[Requirement] Please count the lines with the word "dress" in the material below, then state the number by itself.

(Excerpted records begins)

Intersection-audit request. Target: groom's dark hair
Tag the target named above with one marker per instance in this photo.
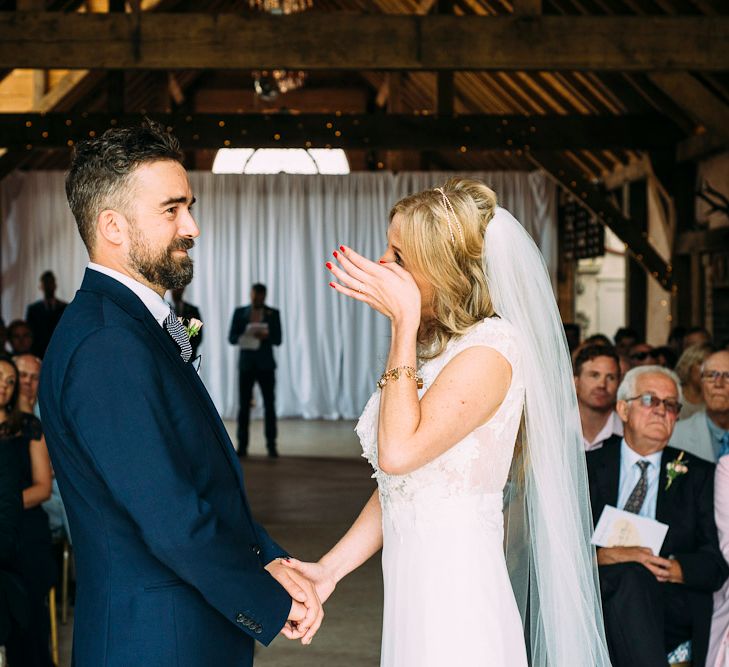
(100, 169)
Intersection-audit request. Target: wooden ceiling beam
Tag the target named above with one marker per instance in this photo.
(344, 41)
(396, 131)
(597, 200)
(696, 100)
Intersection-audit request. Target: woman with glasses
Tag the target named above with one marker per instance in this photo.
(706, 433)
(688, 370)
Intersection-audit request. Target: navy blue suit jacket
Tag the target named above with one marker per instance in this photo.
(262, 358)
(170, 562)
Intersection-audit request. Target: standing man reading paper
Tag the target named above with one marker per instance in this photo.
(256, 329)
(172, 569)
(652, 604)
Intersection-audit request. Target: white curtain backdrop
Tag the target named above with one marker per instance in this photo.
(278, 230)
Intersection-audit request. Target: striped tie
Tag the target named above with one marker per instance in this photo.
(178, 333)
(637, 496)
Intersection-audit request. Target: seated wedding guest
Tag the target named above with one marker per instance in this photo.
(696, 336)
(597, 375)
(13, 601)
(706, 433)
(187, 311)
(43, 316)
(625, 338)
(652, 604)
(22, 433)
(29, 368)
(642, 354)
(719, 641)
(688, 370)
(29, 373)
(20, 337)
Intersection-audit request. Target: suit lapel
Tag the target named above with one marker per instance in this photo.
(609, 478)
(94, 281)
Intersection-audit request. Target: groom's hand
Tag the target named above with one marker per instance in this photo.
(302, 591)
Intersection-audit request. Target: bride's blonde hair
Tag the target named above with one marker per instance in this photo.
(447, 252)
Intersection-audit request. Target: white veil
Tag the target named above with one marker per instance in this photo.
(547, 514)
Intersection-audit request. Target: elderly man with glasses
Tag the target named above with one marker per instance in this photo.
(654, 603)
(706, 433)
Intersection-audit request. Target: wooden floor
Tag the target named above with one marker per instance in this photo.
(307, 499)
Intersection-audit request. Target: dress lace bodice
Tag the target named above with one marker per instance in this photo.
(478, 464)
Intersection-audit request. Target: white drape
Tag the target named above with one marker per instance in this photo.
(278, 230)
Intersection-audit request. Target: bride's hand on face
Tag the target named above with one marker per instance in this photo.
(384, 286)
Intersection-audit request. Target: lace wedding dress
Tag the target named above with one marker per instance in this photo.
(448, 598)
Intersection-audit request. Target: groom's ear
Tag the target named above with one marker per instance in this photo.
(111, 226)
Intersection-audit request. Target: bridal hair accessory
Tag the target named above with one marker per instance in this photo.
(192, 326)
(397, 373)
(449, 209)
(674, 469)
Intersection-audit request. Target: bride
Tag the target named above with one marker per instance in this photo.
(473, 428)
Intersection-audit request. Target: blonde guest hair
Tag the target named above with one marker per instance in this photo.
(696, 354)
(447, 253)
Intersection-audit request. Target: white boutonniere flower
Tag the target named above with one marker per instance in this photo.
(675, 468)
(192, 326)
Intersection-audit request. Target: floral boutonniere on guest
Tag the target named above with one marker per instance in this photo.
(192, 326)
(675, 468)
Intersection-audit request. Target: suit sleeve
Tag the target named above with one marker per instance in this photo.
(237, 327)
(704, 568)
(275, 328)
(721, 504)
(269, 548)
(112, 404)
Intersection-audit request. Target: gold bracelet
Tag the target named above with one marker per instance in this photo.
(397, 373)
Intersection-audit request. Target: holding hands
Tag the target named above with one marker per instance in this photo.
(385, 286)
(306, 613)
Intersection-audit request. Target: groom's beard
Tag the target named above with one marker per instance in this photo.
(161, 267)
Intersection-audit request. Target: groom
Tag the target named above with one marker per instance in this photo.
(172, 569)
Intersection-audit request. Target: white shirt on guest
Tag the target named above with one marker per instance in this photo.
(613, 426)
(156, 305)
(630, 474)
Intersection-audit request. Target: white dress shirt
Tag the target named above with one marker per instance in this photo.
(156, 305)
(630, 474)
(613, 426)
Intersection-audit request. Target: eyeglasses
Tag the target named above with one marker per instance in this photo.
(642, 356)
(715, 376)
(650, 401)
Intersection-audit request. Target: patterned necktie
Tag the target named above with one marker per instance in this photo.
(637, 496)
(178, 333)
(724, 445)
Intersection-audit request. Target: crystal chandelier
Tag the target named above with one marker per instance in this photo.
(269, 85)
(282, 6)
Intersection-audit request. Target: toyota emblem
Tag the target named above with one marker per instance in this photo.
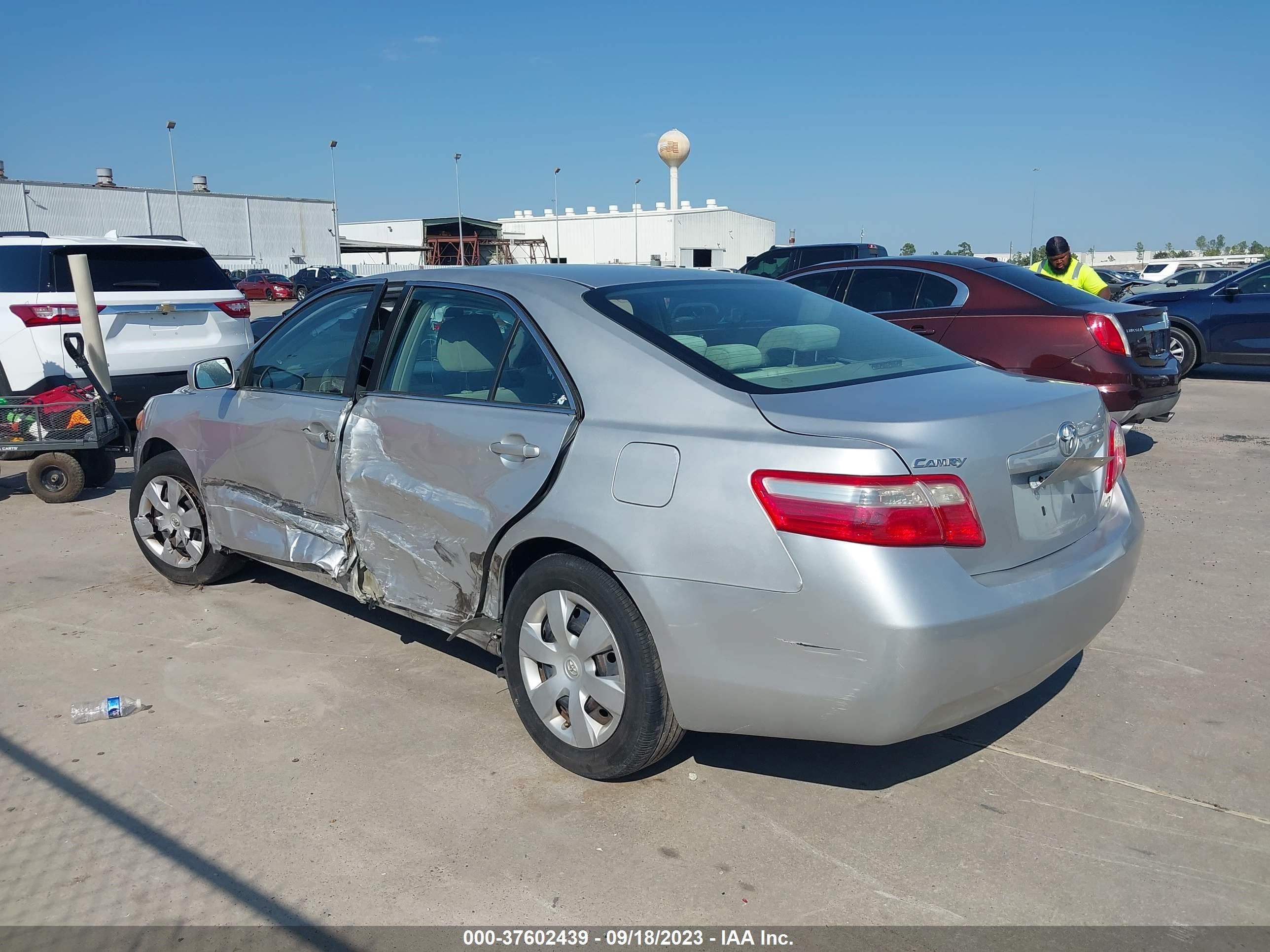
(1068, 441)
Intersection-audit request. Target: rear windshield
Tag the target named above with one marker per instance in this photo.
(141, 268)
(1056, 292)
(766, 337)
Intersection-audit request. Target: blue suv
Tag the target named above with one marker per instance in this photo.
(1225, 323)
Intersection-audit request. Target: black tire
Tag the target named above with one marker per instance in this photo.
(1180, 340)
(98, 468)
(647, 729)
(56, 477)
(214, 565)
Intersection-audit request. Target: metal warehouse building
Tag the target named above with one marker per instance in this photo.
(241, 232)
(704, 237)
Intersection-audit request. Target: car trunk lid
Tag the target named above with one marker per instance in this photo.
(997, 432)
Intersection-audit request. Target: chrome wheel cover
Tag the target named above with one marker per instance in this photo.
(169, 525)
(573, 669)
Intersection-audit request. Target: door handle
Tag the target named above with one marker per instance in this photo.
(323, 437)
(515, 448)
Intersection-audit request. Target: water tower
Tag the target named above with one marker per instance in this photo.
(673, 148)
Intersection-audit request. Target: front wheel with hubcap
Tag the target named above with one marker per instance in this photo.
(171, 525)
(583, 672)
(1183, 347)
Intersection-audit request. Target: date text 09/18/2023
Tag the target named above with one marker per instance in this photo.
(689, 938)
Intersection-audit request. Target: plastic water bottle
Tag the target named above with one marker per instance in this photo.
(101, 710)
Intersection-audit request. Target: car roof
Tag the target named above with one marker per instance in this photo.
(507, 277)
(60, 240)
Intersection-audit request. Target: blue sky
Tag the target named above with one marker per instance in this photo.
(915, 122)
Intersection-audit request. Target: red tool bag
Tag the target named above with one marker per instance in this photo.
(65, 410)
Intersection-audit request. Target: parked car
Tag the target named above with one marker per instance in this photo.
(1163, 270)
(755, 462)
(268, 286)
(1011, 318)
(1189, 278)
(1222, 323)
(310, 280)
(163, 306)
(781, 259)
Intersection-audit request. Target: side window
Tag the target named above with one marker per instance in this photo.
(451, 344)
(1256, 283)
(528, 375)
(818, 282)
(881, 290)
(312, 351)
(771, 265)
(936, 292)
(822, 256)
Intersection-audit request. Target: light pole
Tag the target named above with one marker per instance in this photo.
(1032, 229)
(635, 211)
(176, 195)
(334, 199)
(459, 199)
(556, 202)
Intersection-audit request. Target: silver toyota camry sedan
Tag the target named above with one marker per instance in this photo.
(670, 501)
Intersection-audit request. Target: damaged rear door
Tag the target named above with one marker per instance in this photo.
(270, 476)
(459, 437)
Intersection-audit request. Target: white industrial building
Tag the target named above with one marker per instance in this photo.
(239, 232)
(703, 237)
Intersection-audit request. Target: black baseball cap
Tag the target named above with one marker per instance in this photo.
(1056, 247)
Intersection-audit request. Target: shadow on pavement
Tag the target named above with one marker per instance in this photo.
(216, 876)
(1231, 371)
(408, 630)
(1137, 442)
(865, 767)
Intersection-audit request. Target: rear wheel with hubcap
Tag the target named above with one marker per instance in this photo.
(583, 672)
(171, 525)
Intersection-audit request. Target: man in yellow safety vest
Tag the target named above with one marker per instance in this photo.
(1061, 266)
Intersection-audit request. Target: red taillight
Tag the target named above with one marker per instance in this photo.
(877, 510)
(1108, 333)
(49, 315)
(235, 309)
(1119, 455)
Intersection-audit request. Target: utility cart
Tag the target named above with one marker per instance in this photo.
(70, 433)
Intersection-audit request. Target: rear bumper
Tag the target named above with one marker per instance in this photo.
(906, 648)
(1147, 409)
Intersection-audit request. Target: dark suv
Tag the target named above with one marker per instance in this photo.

(Excerpted records ends)

[Response for this exercise] 3